Page:
Harrington said: “It’s been a long time since I’ve encountered a novel that I was so happy to lose myself in – the storytelling is so assured, and the world of the novel so unique and genuinely individual. I knew from the moment I first encountered our heroine Orpen, pushing her injured aunt in a wheelbarrow towards the mythical Phoenix City, that I was in safe hands.  Orpen’s is a journey nothing could tear me away from, an adventure that feels timely, dramatic and thought-provoking in equal measure.

“It’s a harsh world Sarah introduces us to, a post-apocalyptic imagining of Ireland, which obviously resonates with the present, but I love the fact that her characters are battlers and survivors – although the novel is horrific at times it also makes your heart beat faster, and celebrates the strength of the women at its centre.

"I've long been impressed by Sarah as a publisher so it's particularly delightful to discover that she is such a talented and engaging storyteller. Plus it's nice to have someone I can enthuse with about Cormac McCarthy and The Terminator."

It was also announced at Frankfurt Book Fair that Lynne Drew, publishing director of HarperFiction, has bought a collection of themed new short stories by Cecelia Ahern, entitled ROAR from her agent Marianne Gunn O’Connor, to be published in autumn 2018. TV and film rights have also been sold.

The 30 stories, all titled “The Woman Who…”, pick up different facets of modern women’s lives. Each story focuses on an individual woman and the collection ranges from subjects as diverse as feeling guilty to feeling invisible.

Ahern said: “ROAR holds a fun mirror up to reality, to the moments when we’re overwhelmed by guilt, confusion, frustration, intimidation, nostalgia, invisibility, and the private moments when we feel the need to roar. Five years in the making, I’m excited to share my passion project with readers, old and new.”

Drew said: “Helen Reddy wrote ‘I am woman, hear me roar’ – this collection is Cecelia Ahern’s ROAR. These unique stories will resonate with women around the world who will recognise busy lives and voices not being heard. Cecelia’s passion runs through all 30 stories; their range illustrates her extraordinary talent and illuminates what a thoughtful, insightful and strong writer she is.”

Ahern is one of the biggest selling authors to emerge in the past 15 years. She is published in nearly 40 countries, in over 30 languages and has sold more thqan 25 million copies of her novels. In Britain alone, four of her novels have sold more than 500,000 copies and PS, I Love You has sold more than 1 million copies. Two of her books have been adapted as films and she has created several TV series. She won the Irish Book Award for Popular Fiction for The Year I Met You in 2014.

Dataset extract:

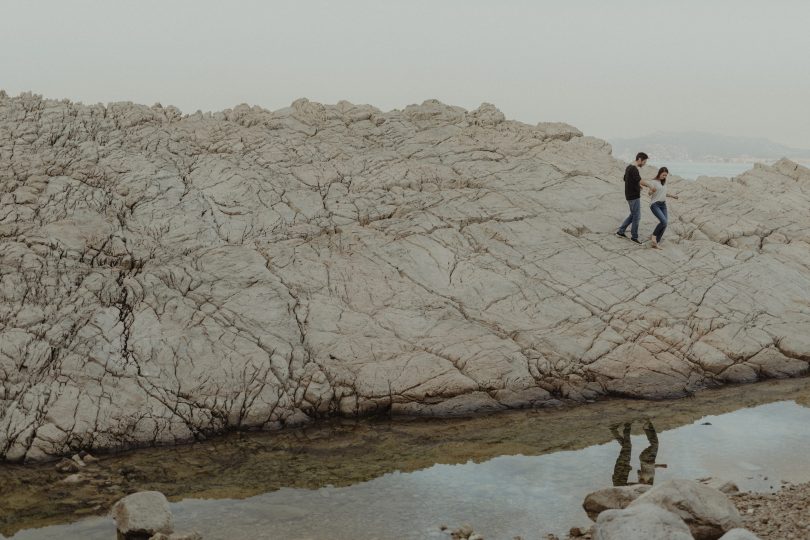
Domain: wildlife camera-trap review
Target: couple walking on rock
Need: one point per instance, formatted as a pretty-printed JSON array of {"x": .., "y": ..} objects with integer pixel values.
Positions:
[{"x": 658, "y": 200}]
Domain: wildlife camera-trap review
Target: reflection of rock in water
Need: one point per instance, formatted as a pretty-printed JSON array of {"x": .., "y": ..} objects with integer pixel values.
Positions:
[{"x": 621, "y": 470}]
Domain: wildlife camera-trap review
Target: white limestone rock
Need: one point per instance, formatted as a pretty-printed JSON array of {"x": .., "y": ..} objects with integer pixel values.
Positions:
[
  {"x": 640, "y": 521},
  {"x": 144, "y": 513},
  {"x": 707, "y": 511}
]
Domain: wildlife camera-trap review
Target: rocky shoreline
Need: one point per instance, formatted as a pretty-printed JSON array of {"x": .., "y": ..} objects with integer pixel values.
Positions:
[{"x": 726, "y": 514}]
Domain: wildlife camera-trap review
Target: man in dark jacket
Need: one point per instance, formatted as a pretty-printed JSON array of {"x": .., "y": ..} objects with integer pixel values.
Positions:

What you should do:
Decide whether each statement below agrees with the publishing announcement, answering yes or no and quoting the words from the announcement that decide it. 1. ROAR is made up of 30 stories. 2. ROAR is due to be published in spring 2018. 3. Ahern won the Irish Book Award for Popular Fiction in 2014.

Output of the exercise:
1. Yes: "The 30 stories, all titled “The Woman Who…”, pick up different facets of modern women’s lives."
2. No: "to be published in autumn 2018"
3. Yes: "She won the Irish Book Award for Popular Fiction for The Year I Met You in 2014."